ARTICLE
# QLD: Live somewhere you can yak fish



## sunshiner (Feb 22, 2006)

Some pics 800 pixels wide. Please adjust browser window accordingly

One afternoon 15 years ago, just after my wife and I had relocated to Sunshine Beach from Brisbane I grabbed my light beach outfit and some tackle and took the 30 minute walk through the forest to the 1km-long beach fringing Alexandria Bay. Rain soaked me but the wild and windy conditions meant I had the whole beach to myself, in the middle of a National Park. Finding a slightly sheltered corner I had a ball catching and releasing various surf and reef species (well, OK I kept a couple) and distinctly remember thinking, as water streamed off my nose late on that summer afternoon "How good is this!" A more satisfied person could not have been found and the main source of that satisfaction was that at last, after an itinerant 50 years, I'd found a home where I could fish with minimal fuss.

Fifteen years later, I still can't believe my good fortune. And to make the situation even better I've adopted a kayak as my main means of closing with my quarry.

Yesterday morning the wind forecast was ideal for yak fishing and the swell on Sunshine Beach, normally daunting for yak fishers, had been knocked down by several days of offshore winds.I was out of bed at 8am and wandered down to the shop and the beach lookout just down the road. Perfect -- a rare day! Only a tiny wave stood between me and Sunshine Reef, a mere 1.5 km from the strolling beachgoers.









_Don't assume you can safely launch here. Most of the time it's very nasty._

After sending a quick email to my mates and then a leisurely breakfast I and my yak were in the carpark, two minutes from home, at 10am ready to meet the three other local guys who'd responded to my email.

SET EXERCISE 1
Retype the listing below, which follows the forum post, line for line without any alteration.

SUPPLIED RECORDS
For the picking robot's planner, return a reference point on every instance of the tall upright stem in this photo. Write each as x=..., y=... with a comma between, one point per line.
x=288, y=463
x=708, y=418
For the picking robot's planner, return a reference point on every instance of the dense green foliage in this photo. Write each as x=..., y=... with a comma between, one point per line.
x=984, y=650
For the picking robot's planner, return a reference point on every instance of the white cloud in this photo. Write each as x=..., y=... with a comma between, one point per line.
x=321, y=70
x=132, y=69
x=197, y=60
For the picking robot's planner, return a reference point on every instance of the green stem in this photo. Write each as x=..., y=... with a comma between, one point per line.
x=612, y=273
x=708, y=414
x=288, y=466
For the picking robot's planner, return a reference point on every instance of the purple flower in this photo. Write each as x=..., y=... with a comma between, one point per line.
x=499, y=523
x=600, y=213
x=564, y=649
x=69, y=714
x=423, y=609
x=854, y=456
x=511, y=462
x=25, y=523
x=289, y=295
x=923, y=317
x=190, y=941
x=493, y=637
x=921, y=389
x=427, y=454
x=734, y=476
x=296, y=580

SET EXERCISE 2
Rewrite the portion of the forum post above starting at "One afternoon 15" and ending at "with minimal fuss.", substituting "woods" for "forest".

COMPLETE OUTPUT 1
For the picking robot's planner, return a reference point on every instance of the tall upright stem in this photo. Write each as x=..., y=... with a comma between, one point per line.
x=288, y=463
x=708, y=418
For the picking robot's planner, return a reference point on every instance of the dense green foliage in this photo. Write each as x=..., y=... with a comma between, one point per line.
x=984, y=650
For the picking robot's planner, return a reference point on every instance of the white cloud in this photo. Write each as x=..., y=... with a comma between, one point per line.
x=321, y=70
x=132, y=69
x=197, y=60
For the picking robot's planner, return a reference point on every instance of the green stem in this photo. Write each as x=..., y=... with a comma between, one point per line.
x=612, y=273
x=708, y=414
x=288, y=466
For the picking robot's planner, return a reference point on every instance of the purple flower in this photo. Write each as x=..., y=... with a comma between, one point per line.
x=499, y=523
x=600, y=213
x=564, y=649
x=69, y=714
x=423, y=609
x=854, y=456
x=511, y=462
x=25, y=523
x=289, y=295
x=923, y=317
x=190, y=941
x=493, y=637
x=921, y=389
x=427, y=454
x=734, y=476
x=296, y=580

COMPLETE OUTPUT 2
One afternoon 15 years ago, just after my wife and I had relocated to Sunshine Beach from Brisbane I grabbed my light beach outfit and some tackle and took the 30 minute walk through the woods to the 1km-long beach fringing Alexandria Bay. Rain soaked me but the wild and windy conditions meant I had the whole beach to myself, in the middle of a National Park. Finding a slightly sheltered corner I had a ball catching and releasing various surf and reef species (well, OK I kept a couple) and distinctly remember thinking, as water streamed off my nose late on that summer afternoon "How good is this!" A more satisfied person could not have been found and the main source of that satisfaction was that at last, after an itinerant 50 years, I'd found a home where I could fish with minimal fuss.